Excerpt to read below:

Rotate the ATLAS to match the view in the finder.  That's what we all do.  With a Newt finder on a Newt main scope all three will then be the same orientation no matter where you have the scope pointed.. 

 

Mental exercise:  Your dob is pointed halfway up the sky and due east. The focuser on your dob is set up to be 30º above the horizontal for easy viewing and is on the right side of the tube (from behind).  You are sitting upright on your stool.  Q: Where is North in the eyepiece view?    Repeat for a bunch of other parts of the sky.  (Bonus points for viewing just below Polaris!).   North and the direction of drift can be just about anywhere in your seated view through the eyepiece...

 

My point is that we all rotate our atlases already to match the sky in whatever  direction our dob is pointing.  I just think that once you get the atlas/finder the same orientation it is nice to not have to do a 180º rotation to get the view in the main scope to match the first two.. 

 

Dave

 

Dave:

 

We don't all rotate our atlas's.  I am not using a paper atlas, I am using Sky Safari, my sky view is permanently aligned to the alt-az axes.  I am not using north-south, east-west.  When I move the scope on in the azimuth direction, the view in the finder moves in the azimuth direction, oriented by the cross hairs.

End of Excerpt to read.

• Work task a
Write out every line of the mask records in Block 1 below word for word, leaving out the picture.
The records have no connection to the text.

Entries shown below:

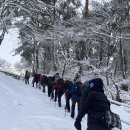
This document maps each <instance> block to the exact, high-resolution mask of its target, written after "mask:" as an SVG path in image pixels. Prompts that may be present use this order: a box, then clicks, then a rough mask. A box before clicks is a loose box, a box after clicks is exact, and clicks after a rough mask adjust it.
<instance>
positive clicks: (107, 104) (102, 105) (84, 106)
mask: <svg viewBox="0 0 130 130" xmlns="http://www.w3.org/2000/svg"><path fill="white" fill-rule="evenodd" d="M89 89H90V90H89V93H88V95H87V98H86V100H85V102H84V106H83V107H81V109H80V112H79V113H78V116H77V118H76V121H75V123H74V126H75V127H76V129H77V130H81V120H82V118H83V117H84V116H85V114H88V120H87V130H111V128H109V127H107V126H104V125H103V124H102V123H101V122H100V120H101V119H102V117H103V115H104V113H105V112H106V110H110V102H109V100H108V99H107V97H106V95H105V94H104V89H103V81H102V79H101V78H95V79H92V80H90V81H89Z"/></svg>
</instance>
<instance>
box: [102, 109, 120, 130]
mask: <svg viewBox="0 0 130 130" xmlns="http://www.w3.org/2000/svg"><path fill="white" fill-rule="evenodd" d="M100 121H101V123H102V124H103V125H104V126H107V127H109V128H114V127H116V128H118V129H120V130H121V129H122V125H121V120H120V116H119V115H118V114H115V113H113V112H112V111H110V110H107V111H106V112H105V114H104V116H103V117H102V118H101V119H100Z"/></svg>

End of Entries shown.

• Work task b
For each statement, say yes or no to whether the telescope discussion supports it, and quote the words that decide it: (i) The second writer uses a paper atlas. (ii) In the mental exercise, the focuser is on the right side of the tube. (iii) In the mental exercise, the dob is pointed due west.

• Answer area a
This document maps each <instance> block to the exact, high-resolution mask of its target, written after "mask:" as an SVG path in image pixels. Prompts that may be present use this order: a box, then clicks, then a rough mask. A box before clicks is a loose box, a box after clicks is exact, and clicks after a rough mask adjust it.
<instance>
positive clicks: (107, 104) (102, 105) (84, 106)
mask: <svg viewBox="0 0 130 130" xmlns="http://www.w3.org/2000/svg"><path fill="white" fill-rule="evenodd" d="M89 89H90V90H89V93H88V95H87V98H86V100H85V102H84V106H83V107H81V109H80V112H79V113H78V116H77V118H76V121H75V123H74V126H75V127H76V129H77V130H81V120H82V118H83V117H84V116H85V114H88V120H87V130H111V128H109V127H107V126H104V125H103V124H102V123H101V122H100V120H101V119H102V117H103V115H104V113H105V112H106V110H110V102H109V100H108V99H107V97H106V95H105V94H104V89H103V81H102V79H101V78H95V79H92V80H90V81H89Z"/></svg>
</instance>
<instance>
box: [102, 109, 120, 130]
mask: <svg viewBox="0 0 130 130" xmlns="http://www.w3.org/2000/svg"><path fill="white" fill-rule="evenodd" d="M100 121H101V123H102V124H103V125H104V126H107V127H109V128H114V127H116V128H118V129H120V130H121V129H122V125H121V120H120V116H119V115H118V114H115V113H113V112H112V111H110V110H107V111H106V112H105V114H104V116H103V117H102V118H101V119H100Z"/></svg>

• Answer area b
(i) No: "I am not using a paper atlas, I am using Sky Safari"
(ii) Yes: "is on the right side of the tube (from behind)"
(iii) No: "Your dob is pointed halfway up the sky and due east."